# [Task]
Lines containing the word "clicks" are the ones to copy from the records below.

[Stored data entries]
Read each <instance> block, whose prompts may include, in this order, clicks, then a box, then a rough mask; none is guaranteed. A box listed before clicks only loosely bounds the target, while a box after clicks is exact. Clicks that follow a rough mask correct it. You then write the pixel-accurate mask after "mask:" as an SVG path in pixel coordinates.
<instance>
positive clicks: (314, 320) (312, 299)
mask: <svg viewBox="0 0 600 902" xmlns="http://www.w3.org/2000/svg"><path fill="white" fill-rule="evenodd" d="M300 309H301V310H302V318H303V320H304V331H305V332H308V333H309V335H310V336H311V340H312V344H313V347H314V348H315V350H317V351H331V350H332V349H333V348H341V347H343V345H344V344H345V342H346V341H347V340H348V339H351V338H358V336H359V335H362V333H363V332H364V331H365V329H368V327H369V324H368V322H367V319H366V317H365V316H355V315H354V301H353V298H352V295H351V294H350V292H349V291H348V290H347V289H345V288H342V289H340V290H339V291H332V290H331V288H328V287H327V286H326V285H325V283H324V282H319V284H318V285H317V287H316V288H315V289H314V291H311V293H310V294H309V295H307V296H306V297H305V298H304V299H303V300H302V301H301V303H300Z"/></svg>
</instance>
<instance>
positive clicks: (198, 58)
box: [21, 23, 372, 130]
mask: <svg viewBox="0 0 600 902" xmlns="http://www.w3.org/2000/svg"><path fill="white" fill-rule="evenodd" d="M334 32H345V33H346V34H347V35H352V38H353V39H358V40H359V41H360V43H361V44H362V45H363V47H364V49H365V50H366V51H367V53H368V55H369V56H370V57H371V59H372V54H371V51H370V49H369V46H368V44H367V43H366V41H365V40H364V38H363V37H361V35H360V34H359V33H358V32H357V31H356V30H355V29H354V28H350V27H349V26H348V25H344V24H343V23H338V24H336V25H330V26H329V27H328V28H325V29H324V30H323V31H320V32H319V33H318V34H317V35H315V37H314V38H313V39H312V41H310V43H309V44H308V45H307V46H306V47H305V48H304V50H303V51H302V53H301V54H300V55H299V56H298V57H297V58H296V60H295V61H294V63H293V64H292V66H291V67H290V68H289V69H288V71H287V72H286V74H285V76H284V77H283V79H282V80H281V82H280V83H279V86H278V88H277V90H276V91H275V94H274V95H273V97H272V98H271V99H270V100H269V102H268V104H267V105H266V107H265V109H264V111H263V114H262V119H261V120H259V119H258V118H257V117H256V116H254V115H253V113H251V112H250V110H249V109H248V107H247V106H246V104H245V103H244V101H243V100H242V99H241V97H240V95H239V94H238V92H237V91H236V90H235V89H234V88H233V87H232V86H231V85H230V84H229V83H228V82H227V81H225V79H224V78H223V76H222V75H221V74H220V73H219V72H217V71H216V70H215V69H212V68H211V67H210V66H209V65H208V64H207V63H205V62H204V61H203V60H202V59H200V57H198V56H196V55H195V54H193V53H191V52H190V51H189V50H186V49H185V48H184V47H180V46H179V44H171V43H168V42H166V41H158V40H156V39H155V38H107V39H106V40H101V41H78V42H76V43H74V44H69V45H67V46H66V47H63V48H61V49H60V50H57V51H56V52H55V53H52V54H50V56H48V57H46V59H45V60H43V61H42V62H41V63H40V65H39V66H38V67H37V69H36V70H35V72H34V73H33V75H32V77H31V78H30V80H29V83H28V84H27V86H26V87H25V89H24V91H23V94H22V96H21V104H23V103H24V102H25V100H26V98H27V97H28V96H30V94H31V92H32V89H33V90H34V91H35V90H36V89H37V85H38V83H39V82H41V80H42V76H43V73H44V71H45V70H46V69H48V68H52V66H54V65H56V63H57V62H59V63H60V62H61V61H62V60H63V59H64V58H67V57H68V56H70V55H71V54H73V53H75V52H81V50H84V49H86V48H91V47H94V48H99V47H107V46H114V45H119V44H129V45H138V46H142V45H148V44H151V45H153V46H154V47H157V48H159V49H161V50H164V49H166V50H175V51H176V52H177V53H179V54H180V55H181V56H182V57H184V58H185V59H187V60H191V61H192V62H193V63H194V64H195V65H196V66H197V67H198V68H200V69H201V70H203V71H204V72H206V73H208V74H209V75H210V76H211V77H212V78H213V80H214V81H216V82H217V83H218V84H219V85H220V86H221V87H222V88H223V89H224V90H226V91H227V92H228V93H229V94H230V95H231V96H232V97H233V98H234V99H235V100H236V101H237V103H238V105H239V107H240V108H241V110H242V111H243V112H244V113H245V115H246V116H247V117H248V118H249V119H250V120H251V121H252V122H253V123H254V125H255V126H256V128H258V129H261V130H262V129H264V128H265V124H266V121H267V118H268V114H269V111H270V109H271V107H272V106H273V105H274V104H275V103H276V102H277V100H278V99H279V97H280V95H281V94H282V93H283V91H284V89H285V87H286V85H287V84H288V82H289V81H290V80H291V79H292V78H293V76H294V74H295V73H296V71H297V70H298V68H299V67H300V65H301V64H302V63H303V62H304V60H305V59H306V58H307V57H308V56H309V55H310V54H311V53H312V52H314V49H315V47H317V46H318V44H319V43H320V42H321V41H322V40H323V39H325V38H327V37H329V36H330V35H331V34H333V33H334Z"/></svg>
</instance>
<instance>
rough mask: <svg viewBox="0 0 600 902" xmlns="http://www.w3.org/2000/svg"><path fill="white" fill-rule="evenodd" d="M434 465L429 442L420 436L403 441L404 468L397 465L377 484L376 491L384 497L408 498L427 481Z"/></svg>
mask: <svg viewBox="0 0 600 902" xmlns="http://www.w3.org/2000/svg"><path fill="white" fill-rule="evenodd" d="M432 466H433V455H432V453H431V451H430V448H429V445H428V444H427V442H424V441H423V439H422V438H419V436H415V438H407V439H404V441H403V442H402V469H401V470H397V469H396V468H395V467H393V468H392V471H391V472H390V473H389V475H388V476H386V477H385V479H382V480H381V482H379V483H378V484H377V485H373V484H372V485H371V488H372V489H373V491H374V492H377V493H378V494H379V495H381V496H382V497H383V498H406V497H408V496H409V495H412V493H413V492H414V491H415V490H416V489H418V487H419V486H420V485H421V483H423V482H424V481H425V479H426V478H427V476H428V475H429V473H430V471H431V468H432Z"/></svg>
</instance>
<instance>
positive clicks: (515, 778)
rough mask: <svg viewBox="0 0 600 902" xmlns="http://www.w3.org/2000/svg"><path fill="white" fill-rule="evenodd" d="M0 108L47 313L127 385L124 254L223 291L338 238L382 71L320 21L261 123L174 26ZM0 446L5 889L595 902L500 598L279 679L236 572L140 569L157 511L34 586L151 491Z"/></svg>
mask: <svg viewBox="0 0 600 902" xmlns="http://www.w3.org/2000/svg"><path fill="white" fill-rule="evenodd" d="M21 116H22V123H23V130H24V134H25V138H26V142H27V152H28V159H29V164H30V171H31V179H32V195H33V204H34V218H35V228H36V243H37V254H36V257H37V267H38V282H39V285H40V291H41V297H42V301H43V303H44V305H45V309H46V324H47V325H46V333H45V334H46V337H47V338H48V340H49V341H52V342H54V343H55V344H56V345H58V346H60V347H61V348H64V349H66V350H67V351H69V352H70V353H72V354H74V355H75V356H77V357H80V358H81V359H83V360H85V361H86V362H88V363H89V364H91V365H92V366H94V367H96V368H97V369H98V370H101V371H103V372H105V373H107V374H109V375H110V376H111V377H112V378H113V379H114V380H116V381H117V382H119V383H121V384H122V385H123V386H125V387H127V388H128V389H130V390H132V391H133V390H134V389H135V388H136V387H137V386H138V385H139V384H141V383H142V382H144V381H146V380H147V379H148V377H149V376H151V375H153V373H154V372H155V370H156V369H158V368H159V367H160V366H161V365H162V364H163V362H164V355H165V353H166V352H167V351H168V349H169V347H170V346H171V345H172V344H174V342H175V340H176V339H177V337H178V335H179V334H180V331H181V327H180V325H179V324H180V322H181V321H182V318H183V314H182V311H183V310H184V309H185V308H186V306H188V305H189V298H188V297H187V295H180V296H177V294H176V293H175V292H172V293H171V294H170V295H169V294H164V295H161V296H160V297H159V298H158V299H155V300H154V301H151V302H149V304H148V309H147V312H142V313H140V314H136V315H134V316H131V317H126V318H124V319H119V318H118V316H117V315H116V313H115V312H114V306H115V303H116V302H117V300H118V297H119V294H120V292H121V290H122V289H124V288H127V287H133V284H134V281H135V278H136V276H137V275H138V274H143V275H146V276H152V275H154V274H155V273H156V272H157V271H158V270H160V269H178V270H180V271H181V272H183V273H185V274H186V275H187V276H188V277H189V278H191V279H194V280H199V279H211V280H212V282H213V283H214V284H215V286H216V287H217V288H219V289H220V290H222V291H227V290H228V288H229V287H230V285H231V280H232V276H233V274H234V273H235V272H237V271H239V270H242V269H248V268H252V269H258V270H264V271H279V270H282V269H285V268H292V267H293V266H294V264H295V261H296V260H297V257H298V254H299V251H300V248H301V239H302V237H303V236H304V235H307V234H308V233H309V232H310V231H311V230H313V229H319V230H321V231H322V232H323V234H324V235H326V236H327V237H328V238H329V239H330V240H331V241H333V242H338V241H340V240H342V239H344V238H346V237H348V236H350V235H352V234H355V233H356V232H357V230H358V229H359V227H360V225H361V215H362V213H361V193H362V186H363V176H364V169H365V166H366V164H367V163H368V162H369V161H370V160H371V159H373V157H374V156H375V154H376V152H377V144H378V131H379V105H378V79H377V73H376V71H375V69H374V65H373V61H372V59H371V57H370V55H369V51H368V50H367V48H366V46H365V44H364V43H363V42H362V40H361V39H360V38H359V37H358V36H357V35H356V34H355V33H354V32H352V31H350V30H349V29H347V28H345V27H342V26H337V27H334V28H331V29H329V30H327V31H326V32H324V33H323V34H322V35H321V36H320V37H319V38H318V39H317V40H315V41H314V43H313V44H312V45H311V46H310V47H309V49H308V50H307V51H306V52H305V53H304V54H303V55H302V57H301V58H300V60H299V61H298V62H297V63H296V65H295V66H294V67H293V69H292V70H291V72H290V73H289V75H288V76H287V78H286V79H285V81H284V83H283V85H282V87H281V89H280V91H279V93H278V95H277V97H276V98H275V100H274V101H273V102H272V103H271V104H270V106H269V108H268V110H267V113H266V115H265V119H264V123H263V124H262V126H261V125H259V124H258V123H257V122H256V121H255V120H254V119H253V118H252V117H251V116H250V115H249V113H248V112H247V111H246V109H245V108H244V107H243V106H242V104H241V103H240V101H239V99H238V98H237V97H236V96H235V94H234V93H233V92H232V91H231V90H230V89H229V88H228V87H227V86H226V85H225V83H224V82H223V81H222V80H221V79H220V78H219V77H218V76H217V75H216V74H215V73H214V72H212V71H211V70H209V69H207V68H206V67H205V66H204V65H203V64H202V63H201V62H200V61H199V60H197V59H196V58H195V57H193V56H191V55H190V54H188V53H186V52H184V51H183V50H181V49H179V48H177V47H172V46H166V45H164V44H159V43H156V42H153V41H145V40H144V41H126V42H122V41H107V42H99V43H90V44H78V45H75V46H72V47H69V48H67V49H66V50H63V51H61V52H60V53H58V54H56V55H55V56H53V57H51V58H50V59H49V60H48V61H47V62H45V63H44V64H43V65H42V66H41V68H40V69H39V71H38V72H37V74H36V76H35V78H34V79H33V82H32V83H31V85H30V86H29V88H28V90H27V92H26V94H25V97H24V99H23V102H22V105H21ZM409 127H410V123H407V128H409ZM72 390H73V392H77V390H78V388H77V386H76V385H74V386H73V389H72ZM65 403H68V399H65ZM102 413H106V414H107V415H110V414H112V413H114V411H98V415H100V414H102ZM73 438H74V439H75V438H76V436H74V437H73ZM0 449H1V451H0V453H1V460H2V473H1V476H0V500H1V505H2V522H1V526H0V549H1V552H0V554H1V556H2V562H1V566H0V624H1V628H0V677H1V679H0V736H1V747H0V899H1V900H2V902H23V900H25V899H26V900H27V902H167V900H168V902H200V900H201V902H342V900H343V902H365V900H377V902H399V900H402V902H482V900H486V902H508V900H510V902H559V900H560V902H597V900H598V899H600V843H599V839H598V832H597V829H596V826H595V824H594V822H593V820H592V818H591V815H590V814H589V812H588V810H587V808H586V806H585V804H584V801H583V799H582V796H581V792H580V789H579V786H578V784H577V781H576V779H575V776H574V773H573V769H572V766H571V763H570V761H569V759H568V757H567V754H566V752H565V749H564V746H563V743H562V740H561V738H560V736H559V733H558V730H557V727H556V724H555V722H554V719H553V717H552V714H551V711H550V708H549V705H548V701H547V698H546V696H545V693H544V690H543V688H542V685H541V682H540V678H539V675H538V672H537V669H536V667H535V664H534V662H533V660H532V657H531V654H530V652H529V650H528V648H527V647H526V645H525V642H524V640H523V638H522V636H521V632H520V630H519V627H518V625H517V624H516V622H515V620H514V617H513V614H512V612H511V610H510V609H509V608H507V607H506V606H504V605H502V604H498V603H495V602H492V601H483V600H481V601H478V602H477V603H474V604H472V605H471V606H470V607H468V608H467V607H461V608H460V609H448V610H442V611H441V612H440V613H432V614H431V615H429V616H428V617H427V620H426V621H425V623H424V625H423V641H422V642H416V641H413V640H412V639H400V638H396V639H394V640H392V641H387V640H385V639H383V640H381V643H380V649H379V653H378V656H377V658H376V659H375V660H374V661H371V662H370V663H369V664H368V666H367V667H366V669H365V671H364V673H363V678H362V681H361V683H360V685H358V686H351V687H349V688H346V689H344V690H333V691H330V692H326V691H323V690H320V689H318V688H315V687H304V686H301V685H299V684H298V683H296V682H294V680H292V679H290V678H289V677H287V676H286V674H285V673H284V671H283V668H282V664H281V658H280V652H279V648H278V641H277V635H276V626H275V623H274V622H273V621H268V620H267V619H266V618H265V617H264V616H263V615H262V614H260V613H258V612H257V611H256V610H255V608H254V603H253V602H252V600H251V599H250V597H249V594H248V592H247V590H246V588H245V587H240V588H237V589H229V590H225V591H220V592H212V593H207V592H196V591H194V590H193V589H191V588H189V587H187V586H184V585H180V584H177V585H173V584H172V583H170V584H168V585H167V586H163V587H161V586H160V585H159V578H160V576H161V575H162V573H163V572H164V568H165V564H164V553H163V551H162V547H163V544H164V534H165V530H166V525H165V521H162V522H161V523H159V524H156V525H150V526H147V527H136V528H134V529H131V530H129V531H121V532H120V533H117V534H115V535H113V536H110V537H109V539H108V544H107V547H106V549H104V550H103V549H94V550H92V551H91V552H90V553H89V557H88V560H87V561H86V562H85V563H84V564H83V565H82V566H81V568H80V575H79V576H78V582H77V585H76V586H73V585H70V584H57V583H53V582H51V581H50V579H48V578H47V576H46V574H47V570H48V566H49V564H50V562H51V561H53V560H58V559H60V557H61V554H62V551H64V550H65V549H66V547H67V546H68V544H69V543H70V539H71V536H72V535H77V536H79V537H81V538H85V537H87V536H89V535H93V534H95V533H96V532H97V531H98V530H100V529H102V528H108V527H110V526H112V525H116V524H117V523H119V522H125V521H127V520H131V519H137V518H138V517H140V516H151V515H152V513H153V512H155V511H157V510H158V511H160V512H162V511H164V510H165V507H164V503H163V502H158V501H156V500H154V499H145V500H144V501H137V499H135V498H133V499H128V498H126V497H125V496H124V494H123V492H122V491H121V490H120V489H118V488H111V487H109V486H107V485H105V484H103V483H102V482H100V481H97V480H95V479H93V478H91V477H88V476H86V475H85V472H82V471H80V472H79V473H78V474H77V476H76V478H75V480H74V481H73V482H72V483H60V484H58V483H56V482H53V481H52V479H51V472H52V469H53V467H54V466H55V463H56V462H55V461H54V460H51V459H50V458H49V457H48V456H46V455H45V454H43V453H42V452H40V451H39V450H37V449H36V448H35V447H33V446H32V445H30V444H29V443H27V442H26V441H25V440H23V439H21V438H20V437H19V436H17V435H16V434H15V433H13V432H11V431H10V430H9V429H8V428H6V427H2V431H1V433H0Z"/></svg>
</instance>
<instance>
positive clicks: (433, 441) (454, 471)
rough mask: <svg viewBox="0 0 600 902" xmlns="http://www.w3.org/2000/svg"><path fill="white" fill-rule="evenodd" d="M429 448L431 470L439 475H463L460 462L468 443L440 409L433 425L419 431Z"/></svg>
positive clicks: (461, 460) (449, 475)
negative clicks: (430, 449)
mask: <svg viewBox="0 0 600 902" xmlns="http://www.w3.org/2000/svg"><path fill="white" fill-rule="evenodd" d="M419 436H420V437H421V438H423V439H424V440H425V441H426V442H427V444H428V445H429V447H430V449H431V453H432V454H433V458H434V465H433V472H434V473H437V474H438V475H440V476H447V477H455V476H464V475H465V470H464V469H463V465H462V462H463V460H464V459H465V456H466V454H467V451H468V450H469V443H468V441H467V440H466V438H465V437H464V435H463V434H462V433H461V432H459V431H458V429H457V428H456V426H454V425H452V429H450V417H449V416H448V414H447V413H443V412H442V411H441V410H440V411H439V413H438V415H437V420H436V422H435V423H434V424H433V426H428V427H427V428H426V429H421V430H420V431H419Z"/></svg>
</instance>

# [Exercise output]
Read each <instance> block, whose prompts may include, in this order, clicks, then a box, then a rough mask; none is guaranteed. A box listed before clicks only loosely bounds the target, while a box after clicks is exact. Clicks that follow a rough mask correct it. You then write the pixel-accurate mask after "mask:" as an SVG path in pixel coordinates.
positive clicks: (314, 320) (312, 299)
positive clicks: (198, 58)
positive clicks: (515, 778)
positive clicks: (433, 441) (454, 471)
positive clicks: (461, 460) (449, 475)
negative clicks: (430, 449)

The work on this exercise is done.